- _What to do_: In the material below, copy every line from the one containing "Tag the white tablet, one" to the one containing "<point>222,11</point>", including both of those lines, without changing anything.

(Entries drawn from a collection)
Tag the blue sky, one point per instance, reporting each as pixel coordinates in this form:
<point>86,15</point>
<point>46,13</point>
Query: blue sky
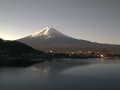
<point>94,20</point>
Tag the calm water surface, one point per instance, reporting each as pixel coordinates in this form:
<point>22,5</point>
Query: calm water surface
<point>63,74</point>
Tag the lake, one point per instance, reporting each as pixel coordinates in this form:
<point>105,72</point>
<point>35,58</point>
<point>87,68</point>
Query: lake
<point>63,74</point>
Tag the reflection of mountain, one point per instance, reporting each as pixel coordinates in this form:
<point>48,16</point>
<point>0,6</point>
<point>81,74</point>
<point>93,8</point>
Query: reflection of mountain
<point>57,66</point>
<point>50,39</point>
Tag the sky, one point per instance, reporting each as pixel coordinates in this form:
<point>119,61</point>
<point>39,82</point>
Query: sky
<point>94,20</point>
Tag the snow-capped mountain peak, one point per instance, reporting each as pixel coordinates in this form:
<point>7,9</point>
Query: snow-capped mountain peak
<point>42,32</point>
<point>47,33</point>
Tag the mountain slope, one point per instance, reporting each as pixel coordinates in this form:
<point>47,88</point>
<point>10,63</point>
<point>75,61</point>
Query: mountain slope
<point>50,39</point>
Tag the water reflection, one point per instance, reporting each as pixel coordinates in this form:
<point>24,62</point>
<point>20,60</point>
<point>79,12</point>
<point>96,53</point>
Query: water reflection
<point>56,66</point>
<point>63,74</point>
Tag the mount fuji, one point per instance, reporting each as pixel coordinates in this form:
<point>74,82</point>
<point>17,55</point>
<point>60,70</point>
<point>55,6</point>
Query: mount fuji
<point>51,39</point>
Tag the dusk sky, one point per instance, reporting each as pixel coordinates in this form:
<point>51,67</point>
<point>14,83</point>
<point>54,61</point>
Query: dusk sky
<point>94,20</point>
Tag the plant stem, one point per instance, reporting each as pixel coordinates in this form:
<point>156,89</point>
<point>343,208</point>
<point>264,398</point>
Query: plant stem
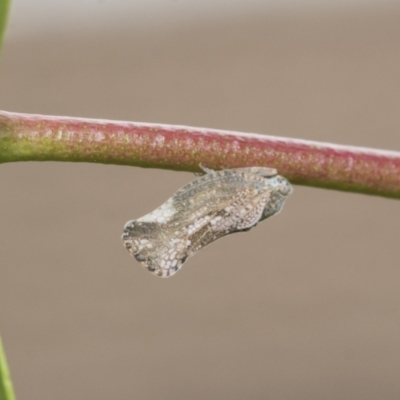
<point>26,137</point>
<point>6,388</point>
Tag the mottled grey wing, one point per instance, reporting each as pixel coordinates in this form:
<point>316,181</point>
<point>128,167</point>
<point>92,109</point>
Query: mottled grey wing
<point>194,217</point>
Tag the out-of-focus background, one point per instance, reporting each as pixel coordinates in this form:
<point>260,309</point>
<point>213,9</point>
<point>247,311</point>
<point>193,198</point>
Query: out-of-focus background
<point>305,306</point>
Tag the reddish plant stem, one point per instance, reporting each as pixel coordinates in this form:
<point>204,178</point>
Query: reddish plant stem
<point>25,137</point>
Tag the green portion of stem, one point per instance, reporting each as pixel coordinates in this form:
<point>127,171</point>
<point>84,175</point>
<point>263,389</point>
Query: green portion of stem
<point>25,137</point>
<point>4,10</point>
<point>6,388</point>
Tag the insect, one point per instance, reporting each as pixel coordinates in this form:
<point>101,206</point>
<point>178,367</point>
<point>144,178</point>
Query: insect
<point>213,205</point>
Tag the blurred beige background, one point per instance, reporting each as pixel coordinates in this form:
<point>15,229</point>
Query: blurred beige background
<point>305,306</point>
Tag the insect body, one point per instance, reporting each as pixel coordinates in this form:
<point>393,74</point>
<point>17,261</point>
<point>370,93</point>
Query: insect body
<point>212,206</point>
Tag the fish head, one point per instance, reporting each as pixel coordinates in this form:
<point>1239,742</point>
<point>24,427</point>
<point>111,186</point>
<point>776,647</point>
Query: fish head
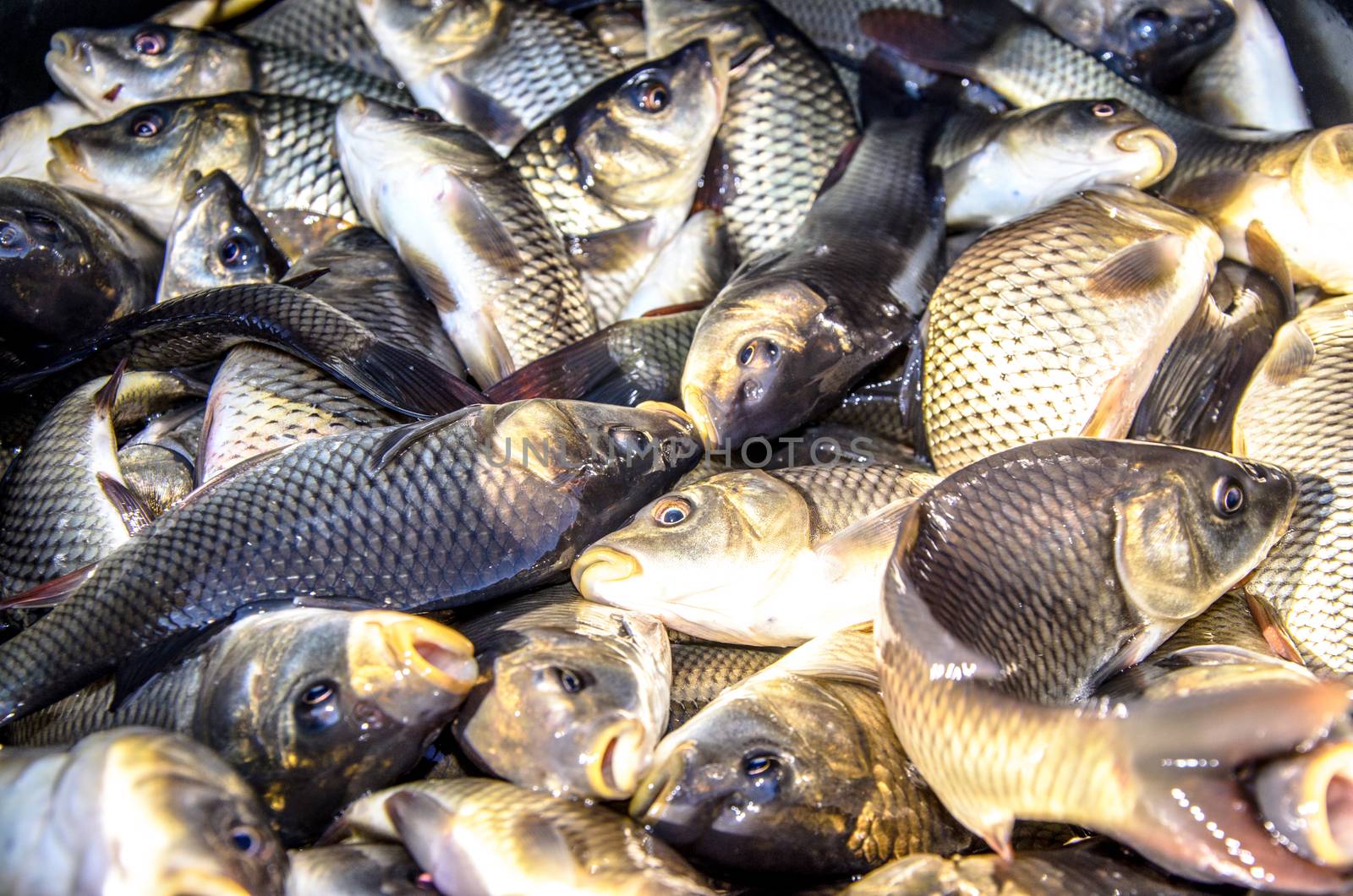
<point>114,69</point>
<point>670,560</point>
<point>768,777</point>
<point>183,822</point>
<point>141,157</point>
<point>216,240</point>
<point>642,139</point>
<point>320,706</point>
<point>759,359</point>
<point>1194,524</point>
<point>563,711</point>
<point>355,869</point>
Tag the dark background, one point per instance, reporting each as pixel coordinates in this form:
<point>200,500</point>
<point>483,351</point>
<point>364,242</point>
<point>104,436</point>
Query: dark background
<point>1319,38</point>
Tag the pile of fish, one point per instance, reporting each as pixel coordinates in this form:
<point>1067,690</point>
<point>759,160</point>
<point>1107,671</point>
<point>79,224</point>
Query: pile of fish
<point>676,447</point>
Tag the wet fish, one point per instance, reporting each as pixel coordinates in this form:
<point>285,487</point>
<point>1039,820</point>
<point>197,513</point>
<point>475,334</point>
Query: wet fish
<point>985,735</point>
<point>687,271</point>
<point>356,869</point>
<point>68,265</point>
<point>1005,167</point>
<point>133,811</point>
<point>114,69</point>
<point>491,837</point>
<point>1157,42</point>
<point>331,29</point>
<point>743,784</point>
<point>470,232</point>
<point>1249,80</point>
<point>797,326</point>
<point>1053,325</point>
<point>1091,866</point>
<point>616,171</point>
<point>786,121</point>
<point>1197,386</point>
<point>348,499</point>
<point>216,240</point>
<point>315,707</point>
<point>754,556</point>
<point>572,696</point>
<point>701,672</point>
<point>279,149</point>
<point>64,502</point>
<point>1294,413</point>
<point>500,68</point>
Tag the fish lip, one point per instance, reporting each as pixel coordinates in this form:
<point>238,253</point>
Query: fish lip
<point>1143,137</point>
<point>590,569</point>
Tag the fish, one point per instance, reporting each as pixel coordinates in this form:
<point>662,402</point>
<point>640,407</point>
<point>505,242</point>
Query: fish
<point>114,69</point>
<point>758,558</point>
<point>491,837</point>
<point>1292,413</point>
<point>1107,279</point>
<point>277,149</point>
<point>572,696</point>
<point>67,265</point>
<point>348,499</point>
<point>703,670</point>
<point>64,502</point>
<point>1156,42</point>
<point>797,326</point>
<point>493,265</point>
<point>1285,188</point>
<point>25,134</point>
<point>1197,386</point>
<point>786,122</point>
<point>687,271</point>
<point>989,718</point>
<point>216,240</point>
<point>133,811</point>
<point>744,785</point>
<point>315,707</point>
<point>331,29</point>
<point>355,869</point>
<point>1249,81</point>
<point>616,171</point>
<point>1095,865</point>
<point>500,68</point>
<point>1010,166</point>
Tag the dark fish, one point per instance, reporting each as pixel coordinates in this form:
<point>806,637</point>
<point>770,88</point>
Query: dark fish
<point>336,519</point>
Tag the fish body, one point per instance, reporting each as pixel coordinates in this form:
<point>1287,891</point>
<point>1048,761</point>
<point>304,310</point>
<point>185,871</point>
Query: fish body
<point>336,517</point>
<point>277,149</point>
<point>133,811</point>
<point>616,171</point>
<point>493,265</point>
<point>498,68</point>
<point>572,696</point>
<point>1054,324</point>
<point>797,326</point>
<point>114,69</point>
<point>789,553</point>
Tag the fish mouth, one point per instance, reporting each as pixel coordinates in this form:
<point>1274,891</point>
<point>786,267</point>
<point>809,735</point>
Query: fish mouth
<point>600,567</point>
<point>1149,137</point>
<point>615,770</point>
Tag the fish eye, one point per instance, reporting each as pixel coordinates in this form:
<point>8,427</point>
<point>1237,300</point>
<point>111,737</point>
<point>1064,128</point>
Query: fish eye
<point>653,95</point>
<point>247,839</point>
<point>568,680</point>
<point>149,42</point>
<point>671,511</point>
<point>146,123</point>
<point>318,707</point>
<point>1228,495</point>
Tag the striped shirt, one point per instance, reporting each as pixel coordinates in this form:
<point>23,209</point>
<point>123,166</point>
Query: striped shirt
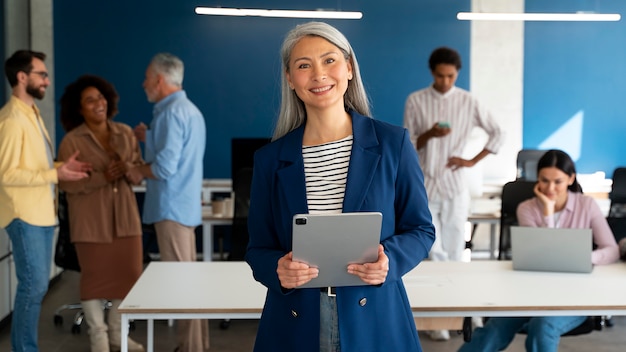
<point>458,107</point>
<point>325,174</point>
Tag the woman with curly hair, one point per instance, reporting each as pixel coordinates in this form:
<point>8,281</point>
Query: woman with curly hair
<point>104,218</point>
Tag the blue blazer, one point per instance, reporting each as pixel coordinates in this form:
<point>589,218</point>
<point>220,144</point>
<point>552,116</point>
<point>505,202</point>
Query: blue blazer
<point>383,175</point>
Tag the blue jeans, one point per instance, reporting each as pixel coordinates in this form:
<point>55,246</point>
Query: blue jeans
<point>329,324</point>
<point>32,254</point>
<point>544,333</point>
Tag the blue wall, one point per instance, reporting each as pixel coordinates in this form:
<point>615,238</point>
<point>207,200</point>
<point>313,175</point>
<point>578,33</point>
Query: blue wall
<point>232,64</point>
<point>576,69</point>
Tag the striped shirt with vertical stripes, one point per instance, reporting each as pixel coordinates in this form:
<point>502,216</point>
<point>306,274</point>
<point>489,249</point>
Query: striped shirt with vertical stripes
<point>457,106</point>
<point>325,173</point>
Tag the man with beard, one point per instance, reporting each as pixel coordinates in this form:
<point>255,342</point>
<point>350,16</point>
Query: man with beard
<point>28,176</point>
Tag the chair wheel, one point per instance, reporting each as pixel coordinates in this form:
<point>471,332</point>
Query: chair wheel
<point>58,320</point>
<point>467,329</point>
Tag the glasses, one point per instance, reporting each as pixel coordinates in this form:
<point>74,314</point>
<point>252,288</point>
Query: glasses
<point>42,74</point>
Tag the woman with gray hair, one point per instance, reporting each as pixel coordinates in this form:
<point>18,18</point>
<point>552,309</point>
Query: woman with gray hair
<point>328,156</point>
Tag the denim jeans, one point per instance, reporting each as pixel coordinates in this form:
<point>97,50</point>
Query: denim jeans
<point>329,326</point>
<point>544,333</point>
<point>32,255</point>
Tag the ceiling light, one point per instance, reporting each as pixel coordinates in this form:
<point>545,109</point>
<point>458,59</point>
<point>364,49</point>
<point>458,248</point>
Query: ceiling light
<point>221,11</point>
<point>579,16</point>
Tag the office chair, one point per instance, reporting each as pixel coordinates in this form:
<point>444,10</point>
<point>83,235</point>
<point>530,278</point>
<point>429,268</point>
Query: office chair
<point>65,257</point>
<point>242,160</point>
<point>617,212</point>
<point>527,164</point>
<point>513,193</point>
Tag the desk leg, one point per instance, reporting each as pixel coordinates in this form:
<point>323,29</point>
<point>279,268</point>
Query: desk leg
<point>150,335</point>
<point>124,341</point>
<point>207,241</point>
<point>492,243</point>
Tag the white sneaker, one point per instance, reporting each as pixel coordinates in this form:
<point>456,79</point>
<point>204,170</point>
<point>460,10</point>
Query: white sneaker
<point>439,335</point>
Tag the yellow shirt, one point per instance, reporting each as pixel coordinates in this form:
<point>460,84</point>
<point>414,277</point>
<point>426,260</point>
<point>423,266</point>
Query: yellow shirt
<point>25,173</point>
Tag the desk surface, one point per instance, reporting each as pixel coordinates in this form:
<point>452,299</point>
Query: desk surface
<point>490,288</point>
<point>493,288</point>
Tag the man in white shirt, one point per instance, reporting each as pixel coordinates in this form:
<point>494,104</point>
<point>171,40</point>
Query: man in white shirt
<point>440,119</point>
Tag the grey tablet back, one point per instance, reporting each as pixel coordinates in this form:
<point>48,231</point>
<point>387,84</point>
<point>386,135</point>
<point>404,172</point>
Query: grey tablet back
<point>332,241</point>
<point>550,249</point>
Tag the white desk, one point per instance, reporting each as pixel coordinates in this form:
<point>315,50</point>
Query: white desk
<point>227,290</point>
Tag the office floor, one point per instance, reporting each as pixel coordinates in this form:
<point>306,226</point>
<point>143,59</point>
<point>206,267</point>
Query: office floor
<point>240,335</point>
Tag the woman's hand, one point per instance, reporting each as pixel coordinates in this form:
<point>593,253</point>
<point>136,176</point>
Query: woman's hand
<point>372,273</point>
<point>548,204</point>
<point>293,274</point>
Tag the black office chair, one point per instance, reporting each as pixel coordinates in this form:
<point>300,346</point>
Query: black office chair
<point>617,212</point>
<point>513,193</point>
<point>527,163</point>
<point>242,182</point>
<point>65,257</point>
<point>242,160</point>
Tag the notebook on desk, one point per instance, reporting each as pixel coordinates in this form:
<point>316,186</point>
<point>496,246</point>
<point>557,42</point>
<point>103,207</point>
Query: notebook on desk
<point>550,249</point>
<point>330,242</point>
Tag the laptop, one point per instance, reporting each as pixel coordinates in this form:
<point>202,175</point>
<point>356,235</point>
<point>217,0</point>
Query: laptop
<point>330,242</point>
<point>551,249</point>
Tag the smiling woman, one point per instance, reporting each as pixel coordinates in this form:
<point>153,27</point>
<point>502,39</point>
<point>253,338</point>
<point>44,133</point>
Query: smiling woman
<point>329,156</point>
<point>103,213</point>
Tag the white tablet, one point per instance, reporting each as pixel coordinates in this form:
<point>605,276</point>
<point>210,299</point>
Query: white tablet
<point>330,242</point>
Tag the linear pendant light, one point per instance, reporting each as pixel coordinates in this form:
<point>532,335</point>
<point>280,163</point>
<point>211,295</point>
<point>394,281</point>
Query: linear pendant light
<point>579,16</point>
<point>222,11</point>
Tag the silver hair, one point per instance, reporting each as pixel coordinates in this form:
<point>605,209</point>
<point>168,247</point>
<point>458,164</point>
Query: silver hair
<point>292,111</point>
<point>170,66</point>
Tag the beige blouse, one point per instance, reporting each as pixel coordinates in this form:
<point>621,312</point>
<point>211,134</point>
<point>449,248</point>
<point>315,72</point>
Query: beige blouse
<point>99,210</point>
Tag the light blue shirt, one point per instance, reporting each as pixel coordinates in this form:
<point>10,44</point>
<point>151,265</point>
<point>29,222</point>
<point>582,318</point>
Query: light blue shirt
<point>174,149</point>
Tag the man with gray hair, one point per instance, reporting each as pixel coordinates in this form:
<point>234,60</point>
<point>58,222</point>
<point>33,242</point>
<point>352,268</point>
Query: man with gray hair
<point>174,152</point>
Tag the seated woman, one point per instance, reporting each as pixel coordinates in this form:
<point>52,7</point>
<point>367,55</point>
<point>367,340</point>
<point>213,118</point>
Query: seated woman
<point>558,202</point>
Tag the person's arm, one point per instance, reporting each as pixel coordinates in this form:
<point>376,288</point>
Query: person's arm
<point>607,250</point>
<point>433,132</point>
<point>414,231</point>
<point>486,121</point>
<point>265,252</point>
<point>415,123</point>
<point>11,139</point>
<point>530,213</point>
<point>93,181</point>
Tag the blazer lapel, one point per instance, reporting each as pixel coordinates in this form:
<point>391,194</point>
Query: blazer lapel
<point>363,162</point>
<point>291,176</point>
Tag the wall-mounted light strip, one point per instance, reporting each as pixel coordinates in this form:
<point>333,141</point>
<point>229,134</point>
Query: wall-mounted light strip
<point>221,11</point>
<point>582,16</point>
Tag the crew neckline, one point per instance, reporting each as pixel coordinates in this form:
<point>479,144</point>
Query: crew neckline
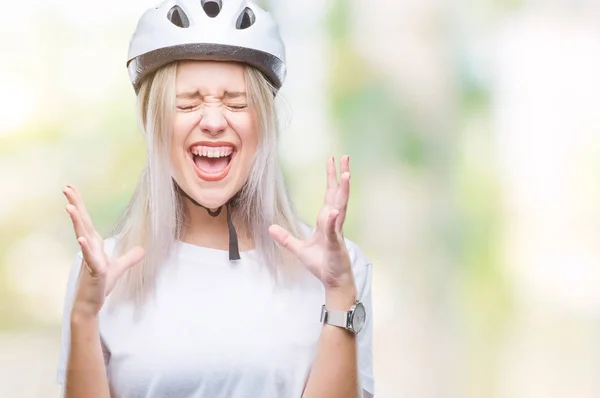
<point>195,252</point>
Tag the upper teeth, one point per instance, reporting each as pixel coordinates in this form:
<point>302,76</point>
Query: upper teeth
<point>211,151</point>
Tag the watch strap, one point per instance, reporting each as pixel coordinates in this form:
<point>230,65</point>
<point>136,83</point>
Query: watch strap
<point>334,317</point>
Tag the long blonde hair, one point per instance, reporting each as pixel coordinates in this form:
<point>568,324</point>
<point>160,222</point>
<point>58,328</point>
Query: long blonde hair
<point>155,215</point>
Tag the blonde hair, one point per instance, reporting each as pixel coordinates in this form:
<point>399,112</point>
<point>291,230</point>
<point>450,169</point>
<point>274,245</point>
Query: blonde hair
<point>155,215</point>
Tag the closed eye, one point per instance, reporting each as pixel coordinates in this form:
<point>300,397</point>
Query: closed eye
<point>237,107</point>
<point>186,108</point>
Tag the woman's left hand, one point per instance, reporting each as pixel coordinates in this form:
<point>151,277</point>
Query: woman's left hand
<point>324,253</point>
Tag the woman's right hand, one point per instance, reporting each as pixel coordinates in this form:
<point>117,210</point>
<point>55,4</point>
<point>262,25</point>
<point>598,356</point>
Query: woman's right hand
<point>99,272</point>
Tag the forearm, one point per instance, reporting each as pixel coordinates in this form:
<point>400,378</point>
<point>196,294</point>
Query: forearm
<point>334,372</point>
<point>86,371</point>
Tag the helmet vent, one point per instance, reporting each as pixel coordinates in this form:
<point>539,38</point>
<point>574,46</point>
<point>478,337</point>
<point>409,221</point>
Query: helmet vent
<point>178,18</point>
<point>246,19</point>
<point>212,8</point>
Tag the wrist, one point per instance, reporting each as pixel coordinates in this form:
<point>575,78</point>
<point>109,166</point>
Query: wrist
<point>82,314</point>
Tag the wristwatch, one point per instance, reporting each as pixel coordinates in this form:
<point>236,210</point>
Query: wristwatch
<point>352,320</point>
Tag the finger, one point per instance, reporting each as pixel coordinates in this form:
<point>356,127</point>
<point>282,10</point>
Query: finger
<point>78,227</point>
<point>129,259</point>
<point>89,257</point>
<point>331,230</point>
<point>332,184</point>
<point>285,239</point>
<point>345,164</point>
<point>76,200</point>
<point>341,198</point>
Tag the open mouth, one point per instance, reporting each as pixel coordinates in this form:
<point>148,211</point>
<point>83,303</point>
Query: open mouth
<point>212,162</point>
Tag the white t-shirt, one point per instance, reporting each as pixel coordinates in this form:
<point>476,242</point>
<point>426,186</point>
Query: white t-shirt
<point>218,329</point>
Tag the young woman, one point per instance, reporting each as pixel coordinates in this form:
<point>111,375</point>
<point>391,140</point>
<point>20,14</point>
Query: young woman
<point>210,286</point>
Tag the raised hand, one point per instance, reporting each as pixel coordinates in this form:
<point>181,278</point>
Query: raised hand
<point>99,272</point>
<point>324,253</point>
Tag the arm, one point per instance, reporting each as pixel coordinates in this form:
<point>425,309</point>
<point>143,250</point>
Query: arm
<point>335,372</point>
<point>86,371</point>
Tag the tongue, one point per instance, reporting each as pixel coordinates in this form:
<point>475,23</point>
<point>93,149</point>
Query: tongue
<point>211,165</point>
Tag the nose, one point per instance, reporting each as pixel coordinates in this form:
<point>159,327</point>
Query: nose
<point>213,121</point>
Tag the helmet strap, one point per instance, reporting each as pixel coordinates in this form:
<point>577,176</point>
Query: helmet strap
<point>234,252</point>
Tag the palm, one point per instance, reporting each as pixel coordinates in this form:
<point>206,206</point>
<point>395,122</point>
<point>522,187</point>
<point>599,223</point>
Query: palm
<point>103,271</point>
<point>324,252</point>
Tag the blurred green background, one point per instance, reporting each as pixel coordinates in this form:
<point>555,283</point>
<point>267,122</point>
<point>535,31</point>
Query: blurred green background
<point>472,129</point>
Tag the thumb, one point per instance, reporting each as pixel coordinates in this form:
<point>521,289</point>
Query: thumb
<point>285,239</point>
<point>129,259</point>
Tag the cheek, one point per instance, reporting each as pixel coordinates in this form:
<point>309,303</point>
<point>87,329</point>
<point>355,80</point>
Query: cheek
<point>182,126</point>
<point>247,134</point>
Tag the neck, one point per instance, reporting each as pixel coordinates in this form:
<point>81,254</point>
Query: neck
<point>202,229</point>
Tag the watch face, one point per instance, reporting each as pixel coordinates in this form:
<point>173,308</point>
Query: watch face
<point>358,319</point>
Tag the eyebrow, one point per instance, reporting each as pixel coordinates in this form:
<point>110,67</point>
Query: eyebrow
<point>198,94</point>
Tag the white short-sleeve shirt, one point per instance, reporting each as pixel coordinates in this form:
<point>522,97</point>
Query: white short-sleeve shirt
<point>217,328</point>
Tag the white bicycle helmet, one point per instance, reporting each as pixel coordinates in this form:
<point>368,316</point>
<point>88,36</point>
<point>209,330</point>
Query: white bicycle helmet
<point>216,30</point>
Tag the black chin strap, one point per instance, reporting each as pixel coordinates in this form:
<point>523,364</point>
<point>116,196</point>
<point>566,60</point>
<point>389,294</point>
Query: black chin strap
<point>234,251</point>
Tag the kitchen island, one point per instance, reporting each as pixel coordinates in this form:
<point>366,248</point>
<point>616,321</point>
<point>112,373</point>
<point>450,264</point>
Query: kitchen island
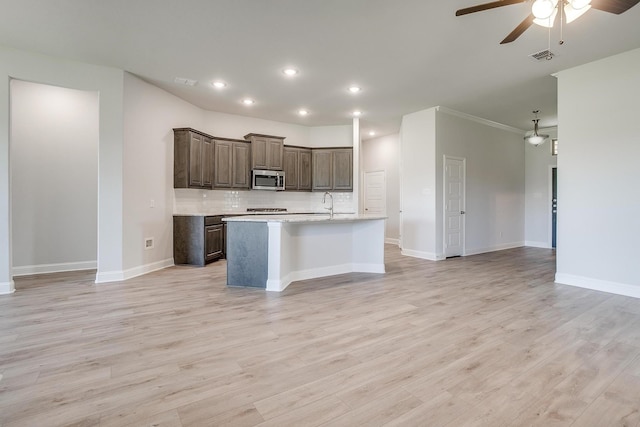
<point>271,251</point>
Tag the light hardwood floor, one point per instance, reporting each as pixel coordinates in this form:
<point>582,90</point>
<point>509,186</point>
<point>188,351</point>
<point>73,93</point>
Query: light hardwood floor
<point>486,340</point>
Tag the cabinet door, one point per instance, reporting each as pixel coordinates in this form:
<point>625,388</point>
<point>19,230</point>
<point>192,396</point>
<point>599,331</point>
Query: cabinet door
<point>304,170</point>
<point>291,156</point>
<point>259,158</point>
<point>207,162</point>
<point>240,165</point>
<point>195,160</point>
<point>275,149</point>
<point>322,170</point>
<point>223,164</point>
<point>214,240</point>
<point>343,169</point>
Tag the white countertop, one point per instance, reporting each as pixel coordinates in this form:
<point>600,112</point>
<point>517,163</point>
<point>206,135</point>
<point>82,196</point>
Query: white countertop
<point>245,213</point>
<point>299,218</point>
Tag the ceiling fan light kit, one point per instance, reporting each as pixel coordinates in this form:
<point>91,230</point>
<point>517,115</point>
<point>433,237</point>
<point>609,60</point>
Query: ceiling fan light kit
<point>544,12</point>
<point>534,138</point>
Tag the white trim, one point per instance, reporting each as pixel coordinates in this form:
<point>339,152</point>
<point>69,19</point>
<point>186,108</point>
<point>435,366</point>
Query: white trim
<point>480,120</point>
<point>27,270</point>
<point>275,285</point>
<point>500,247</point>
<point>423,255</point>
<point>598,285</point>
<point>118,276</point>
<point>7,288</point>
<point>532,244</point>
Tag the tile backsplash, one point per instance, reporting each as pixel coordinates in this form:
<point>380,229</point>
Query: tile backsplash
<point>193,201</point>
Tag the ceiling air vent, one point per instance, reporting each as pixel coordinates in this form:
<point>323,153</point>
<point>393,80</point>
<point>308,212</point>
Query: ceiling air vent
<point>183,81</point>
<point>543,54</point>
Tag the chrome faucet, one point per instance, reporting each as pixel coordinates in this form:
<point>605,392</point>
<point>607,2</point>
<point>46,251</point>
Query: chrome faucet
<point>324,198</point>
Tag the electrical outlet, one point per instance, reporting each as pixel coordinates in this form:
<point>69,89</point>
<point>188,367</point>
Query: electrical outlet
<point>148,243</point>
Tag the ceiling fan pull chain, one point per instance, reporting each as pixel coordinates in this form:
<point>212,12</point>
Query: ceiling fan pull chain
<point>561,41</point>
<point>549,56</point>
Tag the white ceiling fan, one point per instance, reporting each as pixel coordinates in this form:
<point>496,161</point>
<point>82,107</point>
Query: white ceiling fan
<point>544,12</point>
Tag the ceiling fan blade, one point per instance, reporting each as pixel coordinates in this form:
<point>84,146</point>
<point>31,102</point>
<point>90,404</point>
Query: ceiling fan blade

- _Output_:
Tag the white tablet, one point per instance, reporting each as pixel coordinates in this form:
<point>605,276</point>
<point>210,299</point>
Query: white tablet
<point>330,242</point>
Tag the linear pendant light, one point per instance, reporting each as pixel coordinates in this form:
<point>532,335</point>
<point>280,163</point>
<point>211,295</point>
<point>394,281</point>
Query: linear pendant light
<point>579,16</point>
<point>222,11</point>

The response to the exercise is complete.